*Information given:*
Content starts

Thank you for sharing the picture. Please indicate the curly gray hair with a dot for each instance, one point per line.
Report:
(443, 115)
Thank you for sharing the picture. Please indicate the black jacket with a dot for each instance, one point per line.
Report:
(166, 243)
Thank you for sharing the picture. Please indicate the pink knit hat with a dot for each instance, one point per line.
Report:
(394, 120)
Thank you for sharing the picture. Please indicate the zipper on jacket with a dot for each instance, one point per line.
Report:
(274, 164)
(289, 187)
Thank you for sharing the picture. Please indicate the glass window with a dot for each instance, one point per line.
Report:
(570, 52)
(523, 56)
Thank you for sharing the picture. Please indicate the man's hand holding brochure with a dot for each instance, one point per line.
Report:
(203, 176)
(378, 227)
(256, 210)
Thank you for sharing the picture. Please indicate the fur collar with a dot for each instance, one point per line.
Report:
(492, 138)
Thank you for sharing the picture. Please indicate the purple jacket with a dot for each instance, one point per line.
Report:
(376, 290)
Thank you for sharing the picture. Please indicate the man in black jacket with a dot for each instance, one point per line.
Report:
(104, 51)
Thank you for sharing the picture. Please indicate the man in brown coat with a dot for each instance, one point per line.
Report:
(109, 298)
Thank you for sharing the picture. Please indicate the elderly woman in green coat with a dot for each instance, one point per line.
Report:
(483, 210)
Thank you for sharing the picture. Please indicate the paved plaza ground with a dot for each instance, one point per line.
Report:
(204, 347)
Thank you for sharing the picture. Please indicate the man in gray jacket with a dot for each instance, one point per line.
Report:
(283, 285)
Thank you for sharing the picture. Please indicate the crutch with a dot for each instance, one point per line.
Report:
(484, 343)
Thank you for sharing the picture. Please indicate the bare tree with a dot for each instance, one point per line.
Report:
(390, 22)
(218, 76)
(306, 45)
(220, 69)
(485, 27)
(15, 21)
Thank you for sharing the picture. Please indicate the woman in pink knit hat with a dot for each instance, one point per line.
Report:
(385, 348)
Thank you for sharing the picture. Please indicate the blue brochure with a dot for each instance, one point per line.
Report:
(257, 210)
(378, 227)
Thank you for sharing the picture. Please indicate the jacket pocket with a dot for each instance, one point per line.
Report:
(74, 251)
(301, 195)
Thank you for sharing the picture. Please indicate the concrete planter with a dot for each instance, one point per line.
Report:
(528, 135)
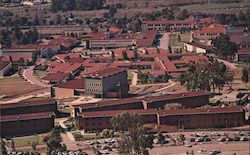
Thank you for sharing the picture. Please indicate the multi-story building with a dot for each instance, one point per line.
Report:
(27, 117)
(172, 25)
(109, 82)
(182, 118)
(206, 34)
(188, 100)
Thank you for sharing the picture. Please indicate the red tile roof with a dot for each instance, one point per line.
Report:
(107, 72)
(148, 99)
(55, 76)
(232, 109)
(3, 65)
(169, 22)
(115, 112)
(72, 84)
(28, 102)
(211, 29)
(65, 68)
(198, 111)
(26, 116)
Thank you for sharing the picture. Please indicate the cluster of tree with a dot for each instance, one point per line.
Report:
(211, 77)
(133, 139)
(107, 133)
(53, 141)
(29, 37)
(223, 47)
(245, 75)
(145, 78)
(242, 19)
(70, 5)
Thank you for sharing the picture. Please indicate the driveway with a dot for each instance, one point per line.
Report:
(28, 75)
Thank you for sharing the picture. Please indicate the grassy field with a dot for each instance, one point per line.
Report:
(40, 74)
(212, 6)
(185, 37)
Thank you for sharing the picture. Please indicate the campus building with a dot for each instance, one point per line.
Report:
(179, 119)
(27, 117)
(172, 25)
(109, 82)
(188, 100)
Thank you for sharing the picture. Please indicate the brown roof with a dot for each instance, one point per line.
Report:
(233, 109)
(148, 99)
(28, 102)
(72, 84)
(55, 76)
(115, 112)
(26, 116)
(3, 65)
(107, 72)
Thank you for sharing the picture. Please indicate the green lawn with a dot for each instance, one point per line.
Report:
(40, 74)
(185, 37)
(212, 6)
(27, 141)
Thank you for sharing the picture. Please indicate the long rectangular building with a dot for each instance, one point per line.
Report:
(188, 100)
(182, 119)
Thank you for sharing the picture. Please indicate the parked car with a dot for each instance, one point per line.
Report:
(206, 139)
(200, 139)
(222, 139)
(243, 139)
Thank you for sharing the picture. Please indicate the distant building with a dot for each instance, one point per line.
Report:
(109, 82)
(5, 68)
(32, 2)
(172, 25)
(180, 119)
(206, 34)
(27, 117)
(243, 55)
(69, 89)
(197, 47)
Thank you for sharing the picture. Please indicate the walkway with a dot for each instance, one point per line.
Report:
(28, 75)
(67, 137)
(134, 79)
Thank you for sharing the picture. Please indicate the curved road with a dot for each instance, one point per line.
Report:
(28, 75)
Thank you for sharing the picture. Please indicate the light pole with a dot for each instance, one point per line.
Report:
(119, 87)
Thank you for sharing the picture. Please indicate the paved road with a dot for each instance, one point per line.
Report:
(134, 79)
(165, 41)
(28, 75)
(67, 137)
(228, 64)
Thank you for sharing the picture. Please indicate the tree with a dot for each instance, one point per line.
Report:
(224, 47)
(33, 145)
(133, 139)
(105, 132)
(113, 55)
(3, 148)
(12, 145)
(124, 55)
(181, 138)
(183, 15)
(245, 76)
(135, 55)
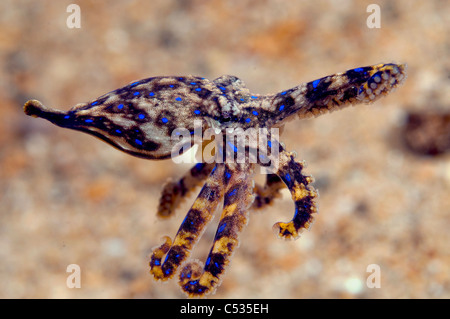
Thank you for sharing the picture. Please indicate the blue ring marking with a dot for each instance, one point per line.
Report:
(232, 193)
(233, 146)
(221, 228)
(316, 83)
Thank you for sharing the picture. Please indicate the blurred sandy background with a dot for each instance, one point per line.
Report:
(68, 198)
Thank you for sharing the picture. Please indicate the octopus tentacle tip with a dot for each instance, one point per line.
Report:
(33, 108)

Content ends

*Work required:* Determine how many lines in the listing above hold the word "roof", and reply with that number only.

*Answer:* 2